→ **Records for the task**:
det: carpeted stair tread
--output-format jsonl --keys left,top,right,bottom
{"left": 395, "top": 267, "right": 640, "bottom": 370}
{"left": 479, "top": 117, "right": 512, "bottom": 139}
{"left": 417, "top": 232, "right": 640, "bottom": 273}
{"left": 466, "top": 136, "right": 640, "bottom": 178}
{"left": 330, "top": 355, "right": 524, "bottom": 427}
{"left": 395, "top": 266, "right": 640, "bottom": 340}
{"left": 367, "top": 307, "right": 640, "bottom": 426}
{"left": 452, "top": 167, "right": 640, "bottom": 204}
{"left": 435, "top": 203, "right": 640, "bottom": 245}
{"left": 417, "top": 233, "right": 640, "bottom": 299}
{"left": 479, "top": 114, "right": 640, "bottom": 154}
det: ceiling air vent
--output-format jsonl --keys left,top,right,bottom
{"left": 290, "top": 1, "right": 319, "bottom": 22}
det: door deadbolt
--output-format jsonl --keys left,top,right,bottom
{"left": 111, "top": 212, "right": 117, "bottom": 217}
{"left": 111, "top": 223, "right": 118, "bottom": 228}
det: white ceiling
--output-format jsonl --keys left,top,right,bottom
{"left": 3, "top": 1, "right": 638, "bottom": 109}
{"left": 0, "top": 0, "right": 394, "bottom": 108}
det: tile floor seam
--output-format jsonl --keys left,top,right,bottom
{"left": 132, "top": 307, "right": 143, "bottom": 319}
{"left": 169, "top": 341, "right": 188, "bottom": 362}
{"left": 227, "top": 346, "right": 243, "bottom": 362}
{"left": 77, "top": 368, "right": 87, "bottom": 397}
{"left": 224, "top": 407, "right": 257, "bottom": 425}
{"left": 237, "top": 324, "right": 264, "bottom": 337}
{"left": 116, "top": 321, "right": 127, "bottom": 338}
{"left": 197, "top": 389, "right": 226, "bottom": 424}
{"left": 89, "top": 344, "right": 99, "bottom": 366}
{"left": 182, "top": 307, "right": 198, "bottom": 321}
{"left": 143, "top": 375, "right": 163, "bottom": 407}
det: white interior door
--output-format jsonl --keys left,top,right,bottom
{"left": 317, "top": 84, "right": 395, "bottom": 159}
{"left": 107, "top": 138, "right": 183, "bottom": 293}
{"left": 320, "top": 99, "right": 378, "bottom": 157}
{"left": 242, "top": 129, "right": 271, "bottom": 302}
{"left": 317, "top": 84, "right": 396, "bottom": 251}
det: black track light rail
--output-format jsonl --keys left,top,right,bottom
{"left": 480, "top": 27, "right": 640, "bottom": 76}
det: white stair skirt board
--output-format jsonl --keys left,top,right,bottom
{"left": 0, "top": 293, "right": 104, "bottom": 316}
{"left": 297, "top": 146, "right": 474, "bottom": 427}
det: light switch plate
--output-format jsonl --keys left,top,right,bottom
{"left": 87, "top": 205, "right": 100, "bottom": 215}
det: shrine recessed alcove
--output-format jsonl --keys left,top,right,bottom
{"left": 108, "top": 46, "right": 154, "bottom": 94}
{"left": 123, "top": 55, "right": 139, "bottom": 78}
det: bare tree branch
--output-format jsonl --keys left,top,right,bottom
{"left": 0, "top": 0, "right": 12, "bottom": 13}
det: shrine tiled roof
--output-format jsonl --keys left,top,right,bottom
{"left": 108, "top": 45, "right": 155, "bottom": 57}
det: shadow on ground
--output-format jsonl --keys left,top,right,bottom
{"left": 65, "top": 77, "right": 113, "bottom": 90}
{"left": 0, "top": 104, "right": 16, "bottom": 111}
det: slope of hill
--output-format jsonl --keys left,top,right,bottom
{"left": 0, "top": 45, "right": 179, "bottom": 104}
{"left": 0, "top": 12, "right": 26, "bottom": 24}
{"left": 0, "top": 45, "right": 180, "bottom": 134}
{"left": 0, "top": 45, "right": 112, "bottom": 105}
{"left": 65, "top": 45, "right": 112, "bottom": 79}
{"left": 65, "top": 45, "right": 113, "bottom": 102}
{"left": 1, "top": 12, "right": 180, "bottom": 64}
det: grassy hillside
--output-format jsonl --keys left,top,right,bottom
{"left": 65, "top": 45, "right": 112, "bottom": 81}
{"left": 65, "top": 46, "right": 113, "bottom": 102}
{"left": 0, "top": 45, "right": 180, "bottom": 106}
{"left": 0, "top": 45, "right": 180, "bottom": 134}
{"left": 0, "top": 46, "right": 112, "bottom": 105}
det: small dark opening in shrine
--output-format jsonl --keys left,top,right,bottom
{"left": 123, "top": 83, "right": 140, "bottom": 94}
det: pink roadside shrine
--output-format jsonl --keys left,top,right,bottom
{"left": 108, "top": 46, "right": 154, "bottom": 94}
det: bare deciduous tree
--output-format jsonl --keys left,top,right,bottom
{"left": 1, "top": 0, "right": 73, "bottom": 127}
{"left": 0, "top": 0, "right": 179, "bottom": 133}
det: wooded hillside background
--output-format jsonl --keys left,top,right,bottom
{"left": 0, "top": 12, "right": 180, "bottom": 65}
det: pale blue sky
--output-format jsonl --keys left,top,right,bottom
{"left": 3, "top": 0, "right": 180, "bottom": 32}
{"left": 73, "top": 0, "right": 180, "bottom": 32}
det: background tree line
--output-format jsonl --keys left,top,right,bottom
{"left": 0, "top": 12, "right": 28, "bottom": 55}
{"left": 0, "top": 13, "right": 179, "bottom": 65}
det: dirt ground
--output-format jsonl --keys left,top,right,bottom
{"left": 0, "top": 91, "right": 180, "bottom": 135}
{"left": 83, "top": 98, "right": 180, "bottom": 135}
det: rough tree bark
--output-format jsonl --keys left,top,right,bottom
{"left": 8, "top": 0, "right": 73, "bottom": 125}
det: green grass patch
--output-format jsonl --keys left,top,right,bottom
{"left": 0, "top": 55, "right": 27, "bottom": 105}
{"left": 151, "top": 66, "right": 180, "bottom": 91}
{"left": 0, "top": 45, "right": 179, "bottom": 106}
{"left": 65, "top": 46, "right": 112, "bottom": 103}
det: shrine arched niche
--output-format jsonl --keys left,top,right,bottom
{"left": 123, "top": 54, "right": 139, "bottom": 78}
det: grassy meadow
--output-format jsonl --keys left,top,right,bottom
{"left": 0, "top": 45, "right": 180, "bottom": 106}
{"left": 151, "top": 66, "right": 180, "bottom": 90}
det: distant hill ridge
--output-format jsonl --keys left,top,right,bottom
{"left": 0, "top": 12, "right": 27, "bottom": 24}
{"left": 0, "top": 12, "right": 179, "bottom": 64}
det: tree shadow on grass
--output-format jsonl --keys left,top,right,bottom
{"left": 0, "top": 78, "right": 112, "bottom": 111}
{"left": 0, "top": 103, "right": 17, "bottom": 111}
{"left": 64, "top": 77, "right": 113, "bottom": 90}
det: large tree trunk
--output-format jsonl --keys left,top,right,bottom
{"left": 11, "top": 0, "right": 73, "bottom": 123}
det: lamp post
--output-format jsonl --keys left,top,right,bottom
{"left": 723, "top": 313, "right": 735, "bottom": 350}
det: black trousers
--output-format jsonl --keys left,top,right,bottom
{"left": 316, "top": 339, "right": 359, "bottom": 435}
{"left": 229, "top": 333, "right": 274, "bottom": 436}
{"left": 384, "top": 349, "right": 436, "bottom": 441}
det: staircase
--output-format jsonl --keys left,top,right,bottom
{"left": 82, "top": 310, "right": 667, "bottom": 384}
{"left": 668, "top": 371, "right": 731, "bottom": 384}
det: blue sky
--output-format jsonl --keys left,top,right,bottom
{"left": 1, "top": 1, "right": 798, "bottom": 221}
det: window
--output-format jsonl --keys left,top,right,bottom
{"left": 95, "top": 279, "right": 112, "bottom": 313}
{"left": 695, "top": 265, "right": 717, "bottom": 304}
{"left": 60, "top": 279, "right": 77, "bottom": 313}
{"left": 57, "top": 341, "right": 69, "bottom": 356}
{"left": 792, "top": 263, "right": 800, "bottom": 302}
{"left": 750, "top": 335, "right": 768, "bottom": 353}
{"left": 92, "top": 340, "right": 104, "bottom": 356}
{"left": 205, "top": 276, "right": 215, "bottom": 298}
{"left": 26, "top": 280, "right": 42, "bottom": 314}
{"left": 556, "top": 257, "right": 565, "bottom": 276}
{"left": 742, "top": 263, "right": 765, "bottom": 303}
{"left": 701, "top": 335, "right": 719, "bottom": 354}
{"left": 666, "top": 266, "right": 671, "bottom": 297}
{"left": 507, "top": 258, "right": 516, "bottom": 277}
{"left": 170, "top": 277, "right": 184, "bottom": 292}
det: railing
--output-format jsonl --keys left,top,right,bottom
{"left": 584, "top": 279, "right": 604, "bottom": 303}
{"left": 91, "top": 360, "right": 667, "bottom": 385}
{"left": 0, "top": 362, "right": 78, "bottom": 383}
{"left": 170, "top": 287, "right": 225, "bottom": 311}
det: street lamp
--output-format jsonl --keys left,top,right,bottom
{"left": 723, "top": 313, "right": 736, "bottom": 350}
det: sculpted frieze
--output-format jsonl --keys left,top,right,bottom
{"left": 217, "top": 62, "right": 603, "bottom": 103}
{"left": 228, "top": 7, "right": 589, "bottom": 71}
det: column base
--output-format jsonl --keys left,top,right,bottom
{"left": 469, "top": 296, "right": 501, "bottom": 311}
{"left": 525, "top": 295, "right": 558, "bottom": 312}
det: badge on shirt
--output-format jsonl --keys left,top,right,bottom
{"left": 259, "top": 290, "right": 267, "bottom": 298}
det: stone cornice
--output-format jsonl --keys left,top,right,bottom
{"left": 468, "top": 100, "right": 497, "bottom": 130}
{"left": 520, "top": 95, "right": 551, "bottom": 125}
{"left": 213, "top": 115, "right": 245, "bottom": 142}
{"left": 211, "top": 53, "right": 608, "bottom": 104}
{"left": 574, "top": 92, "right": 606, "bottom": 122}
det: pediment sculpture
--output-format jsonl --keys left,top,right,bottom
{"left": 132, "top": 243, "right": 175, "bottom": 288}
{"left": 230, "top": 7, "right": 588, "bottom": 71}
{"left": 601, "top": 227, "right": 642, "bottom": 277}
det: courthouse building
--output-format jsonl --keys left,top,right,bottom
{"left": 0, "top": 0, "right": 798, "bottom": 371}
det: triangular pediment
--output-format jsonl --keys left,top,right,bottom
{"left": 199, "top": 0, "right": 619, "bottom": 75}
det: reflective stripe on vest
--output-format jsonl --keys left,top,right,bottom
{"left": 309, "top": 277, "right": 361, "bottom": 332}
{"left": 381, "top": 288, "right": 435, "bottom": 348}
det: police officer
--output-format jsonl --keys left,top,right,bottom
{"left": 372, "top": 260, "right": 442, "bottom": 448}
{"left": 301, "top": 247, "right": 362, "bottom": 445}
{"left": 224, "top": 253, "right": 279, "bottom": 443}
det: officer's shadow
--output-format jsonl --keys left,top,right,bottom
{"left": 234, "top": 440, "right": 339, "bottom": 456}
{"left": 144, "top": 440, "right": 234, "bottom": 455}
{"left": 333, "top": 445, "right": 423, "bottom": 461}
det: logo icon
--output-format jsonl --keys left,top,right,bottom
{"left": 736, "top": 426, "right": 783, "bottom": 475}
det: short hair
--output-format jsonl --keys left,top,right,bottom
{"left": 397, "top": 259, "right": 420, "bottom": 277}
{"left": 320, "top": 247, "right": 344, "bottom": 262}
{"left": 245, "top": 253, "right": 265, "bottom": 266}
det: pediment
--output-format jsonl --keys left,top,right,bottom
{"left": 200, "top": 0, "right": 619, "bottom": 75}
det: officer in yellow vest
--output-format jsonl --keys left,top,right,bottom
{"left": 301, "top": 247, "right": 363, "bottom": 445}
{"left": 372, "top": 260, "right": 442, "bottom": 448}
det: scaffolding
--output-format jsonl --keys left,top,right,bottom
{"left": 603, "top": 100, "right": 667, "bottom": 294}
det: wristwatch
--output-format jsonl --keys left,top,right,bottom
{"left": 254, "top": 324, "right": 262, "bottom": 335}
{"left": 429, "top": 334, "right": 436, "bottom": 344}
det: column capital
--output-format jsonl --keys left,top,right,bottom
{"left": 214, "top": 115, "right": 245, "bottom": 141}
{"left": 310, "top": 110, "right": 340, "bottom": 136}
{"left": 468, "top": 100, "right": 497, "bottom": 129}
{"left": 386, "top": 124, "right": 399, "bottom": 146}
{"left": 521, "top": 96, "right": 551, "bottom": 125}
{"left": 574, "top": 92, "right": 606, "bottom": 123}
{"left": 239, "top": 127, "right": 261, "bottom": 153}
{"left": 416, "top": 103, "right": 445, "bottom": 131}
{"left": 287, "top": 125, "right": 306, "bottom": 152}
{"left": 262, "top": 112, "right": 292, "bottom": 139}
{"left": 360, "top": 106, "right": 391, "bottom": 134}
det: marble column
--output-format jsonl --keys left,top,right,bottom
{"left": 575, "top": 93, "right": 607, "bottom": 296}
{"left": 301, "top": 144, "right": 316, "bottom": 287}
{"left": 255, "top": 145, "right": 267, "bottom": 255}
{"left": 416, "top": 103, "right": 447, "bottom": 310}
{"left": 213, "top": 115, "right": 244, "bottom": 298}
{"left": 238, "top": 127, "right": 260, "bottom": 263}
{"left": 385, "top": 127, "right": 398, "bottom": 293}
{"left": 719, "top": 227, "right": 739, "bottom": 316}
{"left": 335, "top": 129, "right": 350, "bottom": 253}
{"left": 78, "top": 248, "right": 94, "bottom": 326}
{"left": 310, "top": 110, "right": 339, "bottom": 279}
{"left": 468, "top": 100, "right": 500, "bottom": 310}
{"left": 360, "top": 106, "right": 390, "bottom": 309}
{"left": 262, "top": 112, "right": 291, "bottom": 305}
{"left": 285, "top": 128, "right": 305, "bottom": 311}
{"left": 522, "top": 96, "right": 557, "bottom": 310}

→ **Exercise brief**: The required output is every line above from the one with "det: pink roadside shrine" down to the one with "det: wooded hillside background", restated word for word, ends included.

→ **Answer space**:
det: pink roadside shrine
--output-format jsonl --keys left,top,right,bottom
{"left": 108, "top": 46, "right": 154, "bottom": 94}
det: bare deciduous tree
--output-format jsonl --keys left,top,right,bottom
{"left": 1, "top": 0, "right": 73, "bottom": 127}
{"left": 0, "top": 0, "right": 179, "bottom": 133}
det: wooded hillside background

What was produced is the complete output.